= Passage shown =

13. On the basis of the above legal evidence it was not open to the Courts below to come to the conclusion that no evidence was adduced on behalf of the plaintiff on the issue of subletting. On the other hand what is seen is that the plaintiff has not only specifically pleaded but has also adduced evidence to discharge the initial burden of proof on the plaintiff. The Courts below have clearly committed error apparent on the fact of record in concluding that no evidence has been adduced by the plaintiff in support of the ground of sub-tenancy.
14. The submission advanced on behalf of the respondents that this Court should not reappreciate the evidence on record, merely deserves to be stated to be rejected: for the simple reason that this is not a matter which would require re-appreciation of the evidence, but in my view the Courts below have committed error apparent on the face of the record in concluding that the plaintiff had failed to adduce evidence in support of the issue of subletting inspite of clear pleadings and overwhelming oral and documentary evidence adduced on behalf of the plaintiff to discharge the initial burden of proof and when the defendants failed to take any clear stand on the issue or adduce evidence to discharge their burden of proof. As such I find no merits in the submission advanced on behalf of the respondents that in exercise of jurisdiction under Article 227 of the Constitution this Court should not interfere with the concurrent finding of facts, for. in my view, the finding recorded by both the Courts below cannot be sustained in law.
15. While dealing with the second submission advanced on behalf of the respondents that the pieces of evidence adduced on behalf of the plaintiff, even if held to be proved, were not sufficient enough to hold that the case of subletting was established in law. I am afraid, even this submission clearly overlooks that this is a case where the plaintiff had not only approached the Court with specific pleading but also adduced oral and documentary evidence to discharge the initial burden, whereas the defendants failed to adduce any evidence on the said issue much less an affirmative evidence which they ought to have adduced. As observed earlier, there is no pleading nor any evidence adduced by the defendants, coupled with the fact that the defendant No. 5 who was the material witness has not chosen to enter the witness box whereas oral evidence has been let in on behalf of defendant Nos. 1 to 4 only. Understood thus, even the third submission of the respondents that it is the duty of the Court to look into the material on record to find out sufficiency of evidence even in absence of pleadings or specific denials by the defendants in the pleadings, I am of the view that even this submission is totally misplaced and 111 advised inasmuch as it clearly overlooks that there is not only clear pleading on behalf of the plaintiff but the plaintiff has also discharged the initial burden of proof on issue of subletting. The plaintiff besides adducing oral evidence has proved from the documentary evidence in the shape of voters' list which contained the name of defendant No. 5 as his residence address shown as suit premises; the postal correspondence and the postal acknowledgments would also indicate that defendant No. 5 was staying in the suit premises; even the Court summons in respect of this suit has been admittedly served on defendant No. 5 on the suit premises. Taking the totality of the circumstances into account it is not open to give any benefit to the defendants particularly when they have failed to adduce any legal evidence to bring on record any affirmative evidence regarding the material points to discharge their burden.

= Given problem =
Could you extract the part of the subletting ruling from "13. On the basis" to "ground of sub-tenancy.", word for word?

= Stored data =
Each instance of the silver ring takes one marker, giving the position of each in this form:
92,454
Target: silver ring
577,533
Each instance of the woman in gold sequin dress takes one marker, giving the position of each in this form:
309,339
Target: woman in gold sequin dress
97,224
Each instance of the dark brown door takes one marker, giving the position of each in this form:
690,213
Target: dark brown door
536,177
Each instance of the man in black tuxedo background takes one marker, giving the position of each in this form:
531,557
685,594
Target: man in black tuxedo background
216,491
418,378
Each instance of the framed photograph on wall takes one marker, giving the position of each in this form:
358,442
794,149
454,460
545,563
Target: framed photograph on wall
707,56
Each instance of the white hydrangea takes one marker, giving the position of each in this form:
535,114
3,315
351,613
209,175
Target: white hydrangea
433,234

= The output =
13. On the basis of the above legal evidence it was not open to the Courts below to come to the conclusion that no evidence was adduced on behalf of the plaintiff on the issue of subletting. On the other hand what is seen is that the plaintiff has not only specifically pleaded but has also adduced evidence to discharge the initial burden of proof on the plaintiff. The Courts below have clearly committed error apparent on the fact of record in concluding that no evidence has been adduced by the plaintiff in support of the ground of sub-tenancy.